== PROVIDED PASSAGE ==

In light of the foregoing, it is a first aspect of the invention to provide a hydraulically actuated power takeoff clutch unit in which the input end of the clutch thereof is rigidly and directly coupled to the engine flywheel, without the need for bearing support of the clutch input.
Still a further aspect of the invention is the provision of a hydraulically actuated power takeoff clutch unit which includes a gear on the input of the clutch assembly which may be employed to drive hydraulic pumps for powering auxiliary equipment, or for actuating the hydraulically actuated power takeoff clutch unit itself.
Yet another aspect of the invention is the provision of a hydraulically actuated power takeoff clutch unit which provides for ease of removal of a clutch module while allowing the remainder of the unit to stay secured to the engine itself, thus allowing for servicing of the clutch assembly without removal of the entirety of the power takeoff clutch unit and pump drives from the engine.
Yet a further aspect of the invention is the provision of a hydraulically actuated power takeoff clutch unit which employs an automatic brake structure which retards rotation of the output shaft except when the clutch is engaged.
Still another aspect of the invention is the provision of a hydraulically actuated power takeoff clutch unit which employs a rotary union for coupling hydraulic, cooling and lubricating fluids to the clutch assembly.

===

### PROMPT 1
In the power takeoff clutch passage, switch "clutch module" to "clutch cartridge" and write out the text from "Yet another aspect" up to and including "from the engine.".
### PROMPT 2
Pick up the power takeoff clutch passage after its final sentence and keep it going.

== DATASET CONTENT ==

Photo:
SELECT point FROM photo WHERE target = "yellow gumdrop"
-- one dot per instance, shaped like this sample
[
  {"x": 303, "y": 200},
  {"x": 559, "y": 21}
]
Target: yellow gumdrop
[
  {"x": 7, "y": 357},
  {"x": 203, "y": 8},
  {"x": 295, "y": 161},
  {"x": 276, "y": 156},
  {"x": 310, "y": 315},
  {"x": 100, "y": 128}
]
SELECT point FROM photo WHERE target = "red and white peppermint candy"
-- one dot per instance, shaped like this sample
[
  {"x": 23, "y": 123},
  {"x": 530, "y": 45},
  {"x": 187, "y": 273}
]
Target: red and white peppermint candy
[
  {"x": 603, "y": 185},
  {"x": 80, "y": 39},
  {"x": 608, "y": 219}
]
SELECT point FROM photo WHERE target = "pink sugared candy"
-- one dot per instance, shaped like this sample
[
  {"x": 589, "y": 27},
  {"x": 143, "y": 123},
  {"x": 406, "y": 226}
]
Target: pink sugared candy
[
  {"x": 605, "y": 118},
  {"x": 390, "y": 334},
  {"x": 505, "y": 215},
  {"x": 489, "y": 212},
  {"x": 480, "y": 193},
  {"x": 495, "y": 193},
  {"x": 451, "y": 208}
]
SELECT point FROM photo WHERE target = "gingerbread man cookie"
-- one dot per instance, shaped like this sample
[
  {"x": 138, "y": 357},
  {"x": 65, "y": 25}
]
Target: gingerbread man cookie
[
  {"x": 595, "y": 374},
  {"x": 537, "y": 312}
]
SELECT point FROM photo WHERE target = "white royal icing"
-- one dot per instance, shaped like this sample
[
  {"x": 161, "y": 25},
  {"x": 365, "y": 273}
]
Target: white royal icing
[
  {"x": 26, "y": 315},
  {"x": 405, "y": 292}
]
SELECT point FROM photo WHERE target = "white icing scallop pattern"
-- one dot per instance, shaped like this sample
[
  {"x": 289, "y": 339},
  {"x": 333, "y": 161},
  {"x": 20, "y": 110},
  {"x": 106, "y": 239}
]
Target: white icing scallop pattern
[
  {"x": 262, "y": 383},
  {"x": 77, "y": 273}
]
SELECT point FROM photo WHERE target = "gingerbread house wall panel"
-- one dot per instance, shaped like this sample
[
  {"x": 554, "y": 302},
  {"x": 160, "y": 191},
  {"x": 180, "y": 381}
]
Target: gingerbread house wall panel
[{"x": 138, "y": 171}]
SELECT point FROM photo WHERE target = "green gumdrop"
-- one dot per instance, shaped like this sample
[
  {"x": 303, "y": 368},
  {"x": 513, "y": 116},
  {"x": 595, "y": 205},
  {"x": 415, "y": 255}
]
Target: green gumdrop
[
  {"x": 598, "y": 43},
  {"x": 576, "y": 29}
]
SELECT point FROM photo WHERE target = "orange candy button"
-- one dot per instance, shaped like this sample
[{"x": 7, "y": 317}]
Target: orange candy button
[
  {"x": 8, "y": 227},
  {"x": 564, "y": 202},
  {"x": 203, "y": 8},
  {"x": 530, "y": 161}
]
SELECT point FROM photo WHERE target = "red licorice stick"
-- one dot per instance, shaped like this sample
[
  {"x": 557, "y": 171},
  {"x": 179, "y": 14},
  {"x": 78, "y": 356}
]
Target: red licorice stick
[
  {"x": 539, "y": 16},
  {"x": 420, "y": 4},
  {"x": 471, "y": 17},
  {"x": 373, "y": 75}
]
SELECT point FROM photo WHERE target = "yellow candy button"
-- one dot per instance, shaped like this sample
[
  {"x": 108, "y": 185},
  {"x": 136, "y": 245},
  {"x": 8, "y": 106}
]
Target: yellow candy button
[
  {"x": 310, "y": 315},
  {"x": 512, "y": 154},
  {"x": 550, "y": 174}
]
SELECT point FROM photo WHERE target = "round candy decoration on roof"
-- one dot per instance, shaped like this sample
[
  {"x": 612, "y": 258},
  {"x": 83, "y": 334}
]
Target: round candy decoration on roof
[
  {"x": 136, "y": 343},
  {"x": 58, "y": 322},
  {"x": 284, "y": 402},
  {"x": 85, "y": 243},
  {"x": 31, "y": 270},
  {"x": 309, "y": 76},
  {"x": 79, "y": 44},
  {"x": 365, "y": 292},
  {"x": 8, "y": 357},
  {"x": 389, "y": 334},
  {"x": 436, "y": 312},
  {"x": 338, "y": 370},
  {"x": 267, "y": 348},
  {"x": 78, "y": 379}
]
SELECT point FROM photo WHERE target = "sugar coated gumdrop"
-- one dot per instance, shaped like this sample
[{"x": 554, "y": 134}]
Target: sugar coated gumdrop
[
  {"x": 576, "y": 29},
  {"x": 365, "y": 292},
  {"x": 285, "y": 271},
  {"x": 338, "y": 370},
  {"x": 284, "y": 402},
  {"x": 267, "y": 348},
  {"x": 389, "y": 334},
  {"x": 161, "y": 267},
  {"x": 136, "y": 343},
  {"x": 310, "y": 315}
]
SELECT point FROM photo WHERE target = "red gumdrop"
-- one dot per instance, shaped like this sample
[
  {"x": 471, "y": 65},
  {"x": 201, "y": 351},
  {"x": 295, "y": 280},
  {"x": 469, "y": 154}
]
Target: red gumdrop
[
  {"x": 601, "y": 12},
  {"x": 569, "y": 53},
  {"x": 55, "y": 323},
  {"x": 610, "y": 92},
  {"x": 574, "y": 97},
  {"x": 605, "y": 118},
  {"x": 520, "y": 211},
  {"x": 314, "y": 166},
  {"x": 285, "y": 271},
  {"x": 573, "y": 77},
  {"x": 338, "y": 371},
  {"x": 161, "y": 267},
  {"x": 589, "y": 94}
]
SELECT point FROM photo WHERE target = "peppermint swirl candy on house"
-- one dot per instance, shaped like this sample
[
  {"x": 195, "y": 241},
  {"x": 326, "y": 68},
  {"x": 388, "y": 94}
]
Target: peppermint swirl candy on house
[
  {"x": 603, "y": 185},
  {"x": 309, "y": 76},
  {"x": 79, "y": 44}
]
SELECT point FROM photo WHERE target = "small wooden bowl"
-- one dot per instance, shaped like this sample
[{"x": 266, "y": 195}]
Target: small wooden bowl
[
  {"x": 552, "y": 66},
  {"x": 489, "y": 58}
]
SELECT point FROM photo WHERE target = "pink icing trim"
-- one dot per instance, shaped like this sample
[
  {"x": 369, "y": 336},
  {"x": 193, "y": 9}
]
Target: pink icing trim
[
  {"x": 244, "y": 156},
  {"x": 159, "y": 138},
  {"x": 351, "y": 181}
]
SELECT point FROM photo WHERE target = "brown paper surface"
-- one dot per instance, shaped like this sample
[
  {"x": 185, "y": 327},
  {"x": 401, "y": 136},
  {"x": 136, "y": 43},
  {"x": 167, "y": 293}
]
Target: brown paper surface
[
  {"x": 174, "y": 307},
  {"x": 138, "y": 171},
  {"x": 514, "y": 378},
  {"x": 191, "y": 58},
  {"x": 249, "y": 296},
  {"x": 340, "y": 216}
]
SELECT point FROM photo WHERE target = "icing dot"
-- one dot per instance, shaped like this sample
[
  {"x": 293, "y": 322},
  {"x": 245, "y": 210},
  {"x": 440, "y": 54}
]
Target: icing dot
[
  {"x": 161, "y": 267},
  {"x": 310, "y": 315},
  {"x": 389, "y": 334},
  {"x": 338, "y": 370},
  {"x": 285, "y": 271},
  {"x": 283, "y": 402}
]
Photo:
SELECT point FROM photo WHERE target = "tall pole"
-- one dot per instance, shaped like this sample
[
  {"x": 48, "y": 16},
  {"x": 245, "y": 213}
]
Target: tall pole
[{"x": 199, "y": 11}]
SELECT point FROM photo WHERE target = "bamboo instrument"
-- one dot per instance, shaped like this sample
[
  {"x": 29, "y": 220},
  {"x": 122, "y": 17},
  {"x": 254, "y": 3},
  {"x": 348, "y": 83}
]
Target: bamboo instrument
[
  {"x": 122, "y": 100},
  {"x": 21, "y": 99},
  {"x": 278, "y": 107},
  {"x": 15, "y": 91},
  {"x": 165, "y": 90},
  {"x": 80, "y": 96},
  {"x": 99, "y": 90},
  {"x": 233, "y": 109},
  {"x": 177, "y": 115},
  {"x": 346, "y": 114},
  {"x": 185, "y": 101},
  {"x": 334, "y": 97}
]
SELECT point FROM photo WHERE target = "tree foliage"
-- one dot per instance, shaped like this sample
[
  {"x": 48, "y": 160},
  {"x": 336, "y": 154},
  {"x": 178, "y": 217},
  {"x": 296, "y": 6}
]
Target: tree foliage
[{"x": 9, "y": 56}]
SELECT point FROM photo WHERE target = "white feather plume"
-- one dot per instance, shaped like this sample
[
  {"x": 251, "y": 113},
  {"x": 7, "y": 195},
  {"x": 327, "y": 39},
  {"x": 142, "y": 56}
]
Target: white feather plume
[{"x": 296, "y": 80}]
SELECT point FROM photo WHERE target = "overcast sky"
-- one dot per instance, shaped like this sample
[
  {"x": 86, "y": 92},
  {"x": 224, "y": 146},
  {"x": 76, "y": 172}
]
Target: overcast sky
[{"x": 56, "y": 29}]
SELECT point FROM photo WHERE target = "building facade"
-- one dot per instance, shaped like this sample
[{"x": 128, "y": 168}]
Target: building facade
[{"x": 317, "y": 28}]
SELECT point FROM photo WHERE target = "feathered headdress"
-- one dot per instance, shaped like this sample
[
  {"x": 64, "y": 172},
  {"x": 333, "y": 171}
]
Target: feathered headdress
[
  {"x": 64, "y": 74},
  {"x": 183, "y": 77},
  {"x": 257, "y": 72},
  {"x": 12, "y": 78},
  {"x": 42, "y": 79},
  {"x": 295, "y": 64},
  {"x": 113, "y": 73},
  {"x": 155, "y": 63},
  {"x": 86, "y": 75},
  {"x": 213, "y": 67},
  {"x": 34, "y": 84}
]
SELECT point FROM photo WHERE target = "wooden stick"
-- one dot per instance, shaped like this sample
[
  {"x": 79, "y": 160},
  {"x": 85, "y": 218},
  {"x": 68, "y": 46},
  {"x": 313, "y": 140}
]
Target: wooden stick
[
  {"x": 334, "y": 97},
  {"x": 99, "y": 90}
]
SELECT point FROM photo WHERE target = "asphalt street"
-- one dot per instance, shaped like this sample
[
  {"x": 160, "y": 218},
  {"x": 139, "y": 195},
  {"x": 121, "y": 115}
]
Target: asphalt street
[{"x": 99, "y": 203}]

===

### EXERCISE RESPONSE 1
Yet another aspect of the invention is the provision of a hydraulically actuated power takeoff clutch unit which provides for ease of removal of a clutch cartridge while allowing the remainder of the unit to stay secured to the engine itself, thus allowing for servicing of the clutch assembly without removal of the entirety of the power takeoff clutch unit and pump drives from the engine.

### EXERCISE RESPONSE 2
Still a further aspect of the invention is to provide a hydraulically actuated power takeoff clutch unit which is electronically controlled so as to achieve effective start-up and controlled operation.
Yet a further aspect of the invention is to provide a hydraulically actuated power takeoff clutch unit which is reliable and durable in operation, readily constructed from state of the art components, and readily adapted to implementation with existing equipment.
Another aspect of the invention is the provision of a power takeoff clutch assembly and diagnostic system in which engagement of the clutch, whether hydraulic, pneumatic, mechanical or electrical, is attained through sequential steps, providing increased opportunity for engagement to occur without stalling the power source.
A further aspect of the invention is the provision of a power takeoff clutch assembly and diagnostic system in which various operational parameters involving the clutch and associated power source are continually monitored and assessed to detect operational failures and their causes and prevent the same.
The foregoing and other aspects of the invention which will become apparent as the detailed description proceeds are achieved by a method for operationally interconnecting a power source and a load through a clutch, comprising: engaging the clutch; monitoring the speed of the power source; and sequentially disengaging the clutch if the speed of the power source drops below a first threshold and re-engaging the clutch if the speed of the power source exceeds a second threshold.
Other aspects of the invention are attained by a method for controlling and monitoring the operative interengagement of a power source and load through a clutch, comprising: sensing the speed of the power source; sensing the oil pressure and temperature of the clutch; and controlling the engagement and disengagement of the clutch as a function of said speed, oil pressure and temperature.